* Work required: Continue the research description about DNA damage response RNAs (DDRNAs), starting right after its final sentence.

* Reading passage:
We have recently discovered a novel class of short nuclear non-coding RNAs that are generated at sites of DNA damage in vertebrates and that are necessary for focal accumulation and local activation of DNA damage response (DDR) proteins, including ATM. Although these RNAs (named DDRNAs) are products of DICER and DROSHA, their effects on DDR are fully independent from canonical RNAi mechanisms, as demonstrated by their independence from GW182 factors (that are necessary for mRNA translational control) and by their activity in in vitro permeabilized and RNAseA-treated cells, thus in the absence of any potential target mRNA.

The DDRNAs that we have identified and validated so far originated from an exogenous construct integrated in the host genome of mammalian cells. We now plan to comprehensively study the biogenesis and mechanism of action of endogenous human DDRNAs in a cell system in which we can induce DNA double-strand breaks (DSB) in a sequence-specific manner. Towards this end, we will combine the expertise in molecular biology of Fabrizio d’Adda di Fagagna, who will perform the experiments in this system, with that in genomics technologies of Piero Carninci, who will develop methods to capture and profile the expression of the short RNAs under various conditions, and with that in computational biology of Mihaela Zavolan, who will analyze the genome-wide data and will contribute experimental analyses of RNA-RNA-binding protein interactions.  We aim to unravel the genome-wide distribution of DDRNAs by standard Next Generation Sequencing (NGS) and by a novel approach being developed by Piero Carninci and to determine the mechanisms behind their synthesis, stability and processing, including the involvement of DICER and DROSHA.

* Data provided:
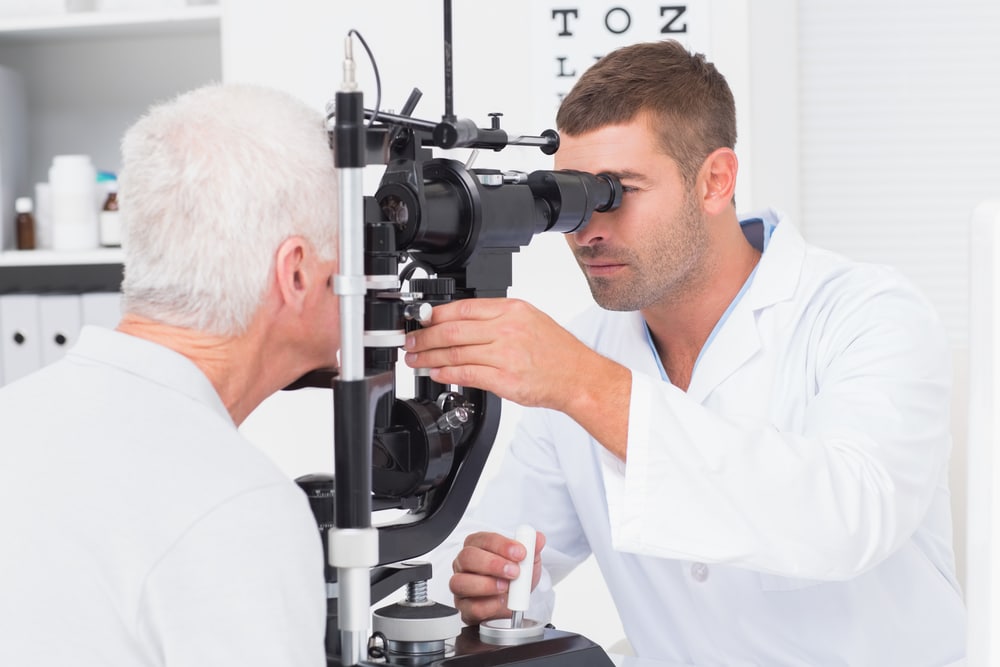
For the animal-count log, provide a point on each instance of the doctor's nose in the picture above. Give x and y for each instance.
(595, 231)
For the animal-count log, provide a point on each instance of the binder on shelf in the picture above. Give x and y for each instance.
(103, 309)
(20, 336)
(59, 322)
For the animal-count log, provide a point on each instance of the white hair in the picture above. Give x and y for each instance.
(212, 182)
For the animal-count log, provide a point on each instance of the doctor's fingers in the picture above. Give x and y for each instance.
(477, 309)
(449, 335)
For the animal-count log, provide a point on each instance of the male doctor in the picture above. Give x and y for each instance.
(750, 435)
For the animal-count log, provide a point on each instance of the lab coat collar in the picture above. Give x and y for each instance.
(738, 340)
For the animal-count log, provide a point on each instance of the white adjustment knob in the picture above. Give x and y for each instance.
(520, 588)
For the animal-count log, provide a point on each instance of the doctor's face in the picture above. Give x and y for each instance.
(650, 249)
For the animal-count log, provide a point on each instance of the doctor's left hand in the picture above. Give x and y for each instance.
(505, 346)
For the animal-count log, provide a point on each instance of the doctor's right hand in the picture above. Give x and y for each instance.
(484, 569)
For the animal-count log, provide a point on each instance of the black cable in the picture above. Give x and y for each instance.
(378, 78)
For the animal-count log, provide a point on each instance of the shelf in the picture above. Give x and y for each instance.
(43, 271)
(73, 25)
(60, 258)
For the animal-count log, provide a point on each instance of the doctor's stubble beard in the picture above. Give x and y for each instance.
(662, 268)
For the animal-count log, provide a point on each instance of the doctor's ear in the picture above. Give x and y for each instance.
(717, 180)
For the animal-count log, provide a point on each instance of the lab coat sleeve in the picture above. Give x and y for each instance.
(827, 495)
(529, 487)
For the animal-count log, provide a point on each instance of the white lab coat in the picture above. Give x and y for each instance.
(790, 508)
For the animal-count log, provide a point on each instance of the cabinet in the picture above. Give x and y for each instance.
(86, 76)
(82, 79)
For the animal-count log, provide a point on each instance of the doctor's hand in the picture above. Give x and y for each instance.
(504, 346)
(512, 349)
(484, 569)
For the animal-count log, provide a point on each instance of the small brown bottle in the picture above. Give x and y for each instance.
(110, 228)
(25, 222)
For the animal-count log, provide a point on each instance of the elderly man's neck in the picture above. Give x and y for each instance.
(233, 364)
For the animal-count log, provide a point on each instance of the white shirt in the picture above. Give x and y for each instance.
(140, 528)
(790, 508)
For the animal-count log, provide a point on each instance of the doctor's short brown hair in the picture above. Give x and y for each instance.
(685, 97)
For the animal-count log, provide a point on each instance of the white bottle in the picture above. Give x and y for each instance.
(73, 186)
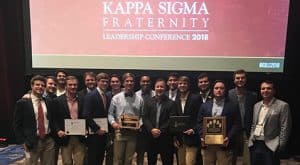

* Answer box:
Then, by focusing on few site-specific DSB, we will validate the functions of the identified site-specific DDRNAs through reconstitution experiments, in which we introduce synthetic DDRNAs with the sequence as identified by the approaches described above. We will test how their level at different genomic locations impacts on DDRs signalling. We then plan to study the DDRNAs-dependent stepwise assembly of DDR protein complexes at damaged loci by chromatin immunoprecipitations (ChIP) and qPCR and to uncover the network of RNA-protein interactions at DDR foci through CrossLinking and ImmunoPrecipitation (CLIP).

Finally we will investigate whether DDRNAs play a role not only in DDR signalling but also in DNA repair and whether DDRNAs may act as template for DNA repair reactions.